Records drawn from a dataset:
********************
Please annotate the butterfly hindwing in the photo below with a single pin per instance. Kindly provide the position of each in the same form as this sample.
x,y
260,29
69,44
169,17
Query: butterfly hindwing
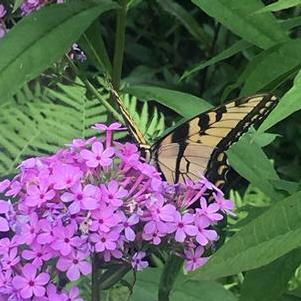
x,y
198,146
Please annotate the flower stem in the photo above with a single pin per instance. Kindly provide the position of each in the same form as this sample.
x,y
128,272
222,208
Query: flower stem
x,y
119,44
95,280
171,270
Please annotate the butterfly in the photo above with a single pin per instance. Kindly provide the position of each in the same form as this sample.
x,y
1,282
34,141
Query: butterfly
x,y
198,146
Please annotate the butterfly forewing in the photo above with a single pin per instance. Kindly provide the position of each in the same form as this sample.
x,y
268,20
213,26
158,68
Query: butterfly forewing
x,y
198,146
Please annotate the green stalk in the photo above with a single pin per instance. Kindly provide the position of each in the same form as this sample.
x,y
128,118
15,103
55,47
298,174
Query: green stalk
x,y
94,91
119,44
171,270
95,280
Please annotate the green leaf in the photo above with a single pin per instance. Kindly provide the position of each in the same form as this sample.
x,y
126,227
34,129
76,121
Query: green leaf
x,y
279,5
38,123
17,4
93,45
171,270
260,30
34,43
112,276
274,233
249,160
237,47
289,103
271,65
202,290
268,283
146,285
184,104
187,20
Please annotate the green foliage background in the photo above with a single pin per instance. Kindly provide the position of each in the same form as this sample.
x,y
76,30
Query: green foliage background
x,y
170,60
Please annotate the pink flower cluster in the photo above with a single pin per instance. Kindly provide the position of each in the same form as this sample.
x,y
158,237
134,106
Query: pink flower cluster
x,y
97,198
29,6
2,24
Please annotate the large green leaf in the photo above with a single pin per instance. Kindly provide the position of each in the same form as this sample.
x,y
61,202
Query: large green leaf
x,y
274,233
269,282
201,291
42,38
232,50
261,30
279,5
36,123
185,289
184,104
271,65
289,103
249,160
187,19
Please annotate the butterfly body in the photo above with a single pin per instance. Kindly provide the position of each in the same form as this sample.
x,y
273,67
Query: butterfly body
x,y
198,146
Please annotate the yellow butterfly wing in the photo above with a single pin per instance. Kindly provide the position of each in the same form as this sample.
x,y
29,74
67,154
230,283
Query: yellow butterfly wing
x,y
198,146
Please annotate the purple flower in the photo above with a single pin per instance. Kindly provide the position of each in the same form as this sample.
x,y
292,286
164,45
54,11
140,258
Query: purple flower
x,y
137,262
225,206
39,194
38,254
65,176
98,156
4,209
74,295
11,259
129,233
30,229
113,193
184,226
75,265
2,11
31,283
104,219
210,211
105,241
193,259
47,235
204,235
4,185
65,239
81,198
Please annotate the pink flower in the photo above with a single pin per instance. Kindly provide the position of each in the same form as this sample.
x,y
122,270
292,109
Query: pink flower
x,y
31,284
75,265
30,229
39,194
210,211
74,295
104,219
65,176
65,239
38,254
47,235
129,233
225,206
105,241
4,209
81,198
4,185
113,194
2,11
183,226
115,126
98,156
10,259
204,236
193,259
137,262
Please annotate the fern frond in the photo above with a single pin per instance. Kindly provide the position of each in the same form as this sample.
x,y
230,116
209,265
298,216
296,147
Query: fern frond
x,y
38,122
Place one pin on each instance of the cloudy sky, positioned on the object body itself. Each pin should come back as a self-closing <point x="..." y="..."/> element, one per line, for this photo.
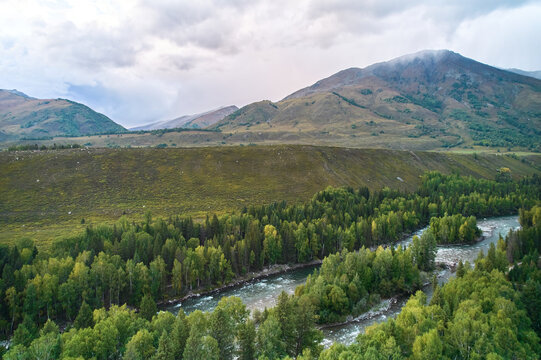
<point x="139" y="61"/>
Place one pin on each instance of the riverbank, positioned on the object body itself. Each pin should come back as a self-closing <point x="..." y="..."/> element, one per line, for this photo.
<point x="251" y="277"/>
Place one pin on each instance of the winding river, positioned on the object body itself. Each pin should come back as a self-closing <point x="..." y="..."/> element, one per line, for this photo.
<point x="263" y="293"/>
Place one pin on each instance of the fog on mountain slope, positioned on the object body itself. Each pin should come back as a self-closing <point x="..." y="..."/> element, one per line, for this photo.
<point x="196" y="121"/>
<point x="24" y="117"/>
<point x="436" y="96"/>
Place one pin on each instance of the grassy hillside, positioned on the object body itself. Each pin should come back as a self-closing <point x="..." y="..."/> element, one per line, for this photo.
<point x="428" y="100"/>
<point x="47" y="194"/>
<point x="25" y="117"/>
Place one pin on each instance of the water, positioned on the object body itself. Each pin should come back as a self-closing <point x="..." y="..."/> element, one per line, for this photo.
<point x="263" y="293"/>
<point x="491" y="228"/>
<point x="257" y="295"/>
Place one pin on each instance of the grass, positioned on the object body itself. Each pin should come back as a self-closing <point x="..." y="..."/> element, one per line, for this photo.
<point x="45" y="194"/>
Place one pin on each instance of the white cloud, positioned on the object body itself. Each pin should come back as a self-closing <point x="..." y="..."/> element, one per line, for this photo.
<point x="145" y="60"/>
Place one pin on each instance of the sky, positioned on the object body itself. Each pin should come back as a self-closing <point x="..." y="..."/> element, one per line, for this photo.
<point x="140" y="61"/>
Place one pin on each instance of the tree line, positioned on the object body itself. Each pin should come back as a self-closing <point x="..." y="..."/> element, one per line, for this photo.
<point x="107" y="266"/>
<point x="489" y="312"/>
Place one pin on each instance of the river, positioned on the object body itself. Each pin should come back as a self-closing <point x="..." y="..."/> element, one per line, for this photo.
<point x="263" y="293"/>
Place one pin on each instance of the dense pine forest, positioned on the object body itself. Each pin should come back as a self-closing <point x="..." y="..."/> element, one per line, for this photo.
<point x="101" y="287"/>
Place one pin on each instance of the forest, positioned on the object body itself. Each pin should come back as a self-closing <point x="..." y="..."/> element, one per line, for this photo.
<point x="101" y="286"/>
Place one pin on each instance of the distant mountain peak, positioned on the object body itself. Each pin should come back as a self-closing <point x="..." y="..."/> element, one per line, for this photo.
<point x="19" y="93"/>
<point x="194" y="121"/>
<point x="22" y="116"/>
<point x="431" y="96"/>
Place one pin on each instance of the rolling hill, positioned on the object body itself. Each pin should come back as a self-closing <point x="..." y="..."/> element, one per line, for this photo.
<point x="46" y="194"/>
<point x="197" y="121"/>
<point x="534" y="74"/>
<point x="428" y="99"/>
<point x="22" y="116"/>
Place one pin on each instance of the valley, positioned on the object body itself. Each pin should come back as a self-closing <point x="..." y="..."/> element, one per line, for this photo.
<point x="47" y="194"/>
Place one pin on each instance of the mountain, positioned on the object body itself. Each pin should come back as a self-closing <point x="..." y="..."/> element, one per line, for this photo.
<point x="197" y="121"/>
<point x="429" y="99"/>
<point x="22" y="116"/>
<point x="535" y="74"/>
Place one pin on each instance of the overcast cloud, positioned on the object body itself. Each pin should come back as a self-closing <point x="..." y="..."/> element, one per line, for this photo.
<point x="140" y="61"/>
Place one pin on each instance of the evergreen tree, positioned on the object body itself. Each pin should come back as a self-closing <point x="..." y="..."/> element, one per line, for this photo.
<point x="84" y="317"/>
<point x="148" y="307"/>
<point x="165" y="348"/>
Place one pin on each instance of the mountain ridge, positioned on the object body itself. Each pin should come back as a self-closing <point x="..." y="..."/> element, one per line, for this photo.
<point x="194" y="121"/>
<point x="417" y="97"/>
<point x="22" y="116"/>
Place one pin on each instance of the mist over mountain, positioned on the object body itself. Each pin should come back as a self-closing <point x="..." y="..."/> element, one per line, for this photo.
<point x="535" y="74"/>
<point x="430" y="96"/>
<point x="196" y="121"/>
<point x="25" y="117"/>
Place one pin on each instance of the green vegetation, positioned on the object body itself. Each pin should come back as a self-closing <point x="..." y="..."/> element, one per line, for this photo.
<point x="479" y="315"/>
<point x="134" y="262"/>
<point x="455" y="229"/>
<point x="351" y="282"/>
<point x="28" y="118"/>
<point x="38" y="190"/>
<point x="43" y="147"/>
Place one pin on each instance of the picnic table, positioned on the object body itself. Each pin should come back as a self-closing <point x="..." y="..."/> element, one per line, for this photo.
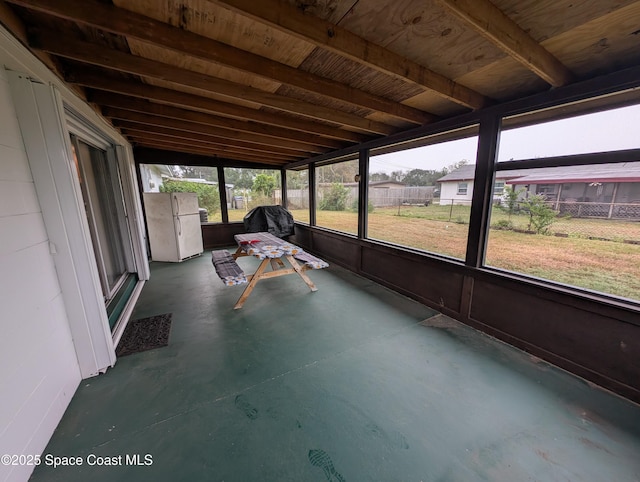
********************
◆ Work instruction
Write out, exactly as they stand, the line with "Place one pin on each instance of the green" and every line after it through the end of the entries above; omit the pictures.

◆ Task solution
Place one pin on each instance of the green vegetation, positioned on the object body itself. Each pin should come back as a self-closing <point x="..." y="..."/> element, one per line, for this photo.
<point x="479" y="315"/>
<point x="134" y="262"/>
<point x="455" y="229"/>
<point x="351" y="282"/>
<point x="28" y="118"/>
<point x="38" y="190"/>
<point x="43" y="147"/>
Place one pin on each instance of the picnic table, positioned on the object body itself. Each pin should come back as a self-closing <point x="..." y="..."/> element, one per line, for this photo.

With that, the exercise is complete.